→ **Exercise details**:
The full set of entries, reproduced exactly, is the expected answer.

[Point localization data]
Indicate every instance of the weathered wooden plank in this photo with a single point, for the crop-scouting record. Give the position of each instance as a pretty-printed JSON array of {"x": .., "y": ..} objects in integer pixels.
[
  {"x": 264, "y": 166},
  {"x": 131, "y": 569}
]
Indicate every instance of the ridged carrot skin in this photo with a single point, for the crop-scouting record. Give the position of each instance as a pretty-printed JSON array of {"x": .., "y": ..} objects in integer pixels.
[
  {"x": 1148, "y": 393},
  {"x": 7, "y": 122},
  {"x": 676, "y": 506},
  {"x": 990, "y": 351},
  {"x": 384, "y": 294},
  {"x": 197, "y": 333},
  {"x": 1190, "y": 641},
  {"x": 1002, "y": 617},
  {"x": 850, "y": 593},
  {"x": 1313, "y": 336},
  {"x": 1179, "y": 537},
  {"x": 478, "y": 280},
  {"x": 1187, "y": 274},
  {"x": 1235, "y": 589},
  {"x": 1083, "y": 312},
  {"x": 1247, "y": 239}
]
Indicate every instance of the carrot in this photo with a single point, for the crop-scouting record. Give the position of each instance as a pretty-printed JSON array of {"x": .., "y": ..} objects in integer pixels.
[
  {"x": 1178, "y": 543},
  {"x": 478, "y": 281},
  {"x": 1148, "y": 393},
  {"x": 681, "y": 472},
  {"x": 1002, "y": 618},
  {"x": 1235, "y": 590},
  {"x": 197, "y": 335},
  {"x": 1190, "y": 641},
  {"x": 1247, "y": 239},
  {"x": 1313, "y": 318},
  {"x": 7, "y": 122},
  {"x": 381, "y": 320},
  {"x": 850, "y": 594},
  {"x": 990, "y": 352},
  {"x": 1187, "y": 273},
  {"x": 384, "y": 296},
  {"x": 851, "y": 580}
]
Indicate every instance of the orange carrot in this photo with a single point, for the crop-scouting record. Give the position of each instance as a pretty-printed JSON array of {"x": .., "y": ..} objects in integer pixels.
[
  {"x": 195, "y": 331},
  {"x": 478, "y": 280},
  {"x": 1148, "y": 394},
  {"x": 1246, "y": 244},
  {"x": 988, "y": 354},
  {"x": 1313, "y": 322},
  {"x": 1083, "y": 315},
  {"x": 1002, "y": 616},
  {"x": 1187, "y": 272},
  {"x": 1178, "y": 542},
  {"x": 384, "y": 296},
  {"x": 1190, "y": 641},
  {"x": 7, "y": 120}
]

→ **Result**:
Indicate every instance of the weathered wooden plank in this photo with a single point, for the crop-scouting record. Give the position of each instance as a pretty-printed JSON array of {"x": .., "y": ..} objects in integer pixels.
[
  {"x": 264, "y": 166},
  {"x": 131, "y": 569}
]
Indicate every instance of the ridged carrot skin in this photo with a single point, for the crop-scouting record. Give the position of each instance as a pretty-printed JSON array of {"x": .., "y": ..} objects in integer pixels.
[
  {"x": 1148, "y": 393},
  {"x": 7, "y": 122},
  {"x": 676, "y": 506},
  {"x": 990, "y": 351},
  {"x": 384, "y": 294},
  {"x": 197, "y": 333},
  {"x": 1190, "y": 641},
  {"x": 1002, "y": 617},
  {"x": 850, "y": 593},
  {"x": 1313, "y": 336},
  {"x": 1179, "y": 537},
  {"x": 478, "y": 280},
  {"x": 1187, "y": 274},
  {"x": 1235, "y": 589},
  {"x": 1083, "y": 312},
  {"x": 1247, "y": 239}
]
Indicate every instance of the carrot in this photo with a single point, for the crop-scouting record. Give the position of each instance as a pretty-printed JSON array of {"x": .., "y": ..} objects in integer pixels.
[
  {"x": 1178, "y": 543},
  {"x": 478, "y": 281},
  {"x": 1148, "y": 393},
  {"x": 681, "y": 472},
  {"x": 1002, "y": 618},
  {"x": 1235, "y": 590},
  {"x": 197, "y": 335},
  {"x": 1190, "y": 641},
  {"x": 1247, "y": 239},
  {"x": 1313, "y": 318},
  {"x": 7, "y": 122},
  {"x": 381, "y": 320},
  {"x": 850, "y": 594},
  {"x": 990, "y": 352},
  {"x": 1187, "y": 273},
  {"x": 384, "y": 296},
  {"x": 851, "y": 580}
]
Indicate every instance of the orange carrot in this photo with a single point, for the crop-scouting record. Give the position of each instance as a pretty-printed JSON array of {"x": .., "y": ..} objects in integer pixels.
[
  {"x": 195, "y": 331},
  {"x": 478, "y": 280},
  {"x": 1148, "y": 394},
  {"x": 1246, "y": 244},
  {"x": 988, "y": 354},
  {"x": 1313, "y": 322},
  {"x": 1083, "y": 315},
  {"x": 1002, "y": 616},
  {"x": 1187, "y": 272},
  {"x": 1178, "y": 542},
  {"x": 384, "y": 296},
  {"x": 1190, "y": 641},
  {"x": 7, "y": 120}
]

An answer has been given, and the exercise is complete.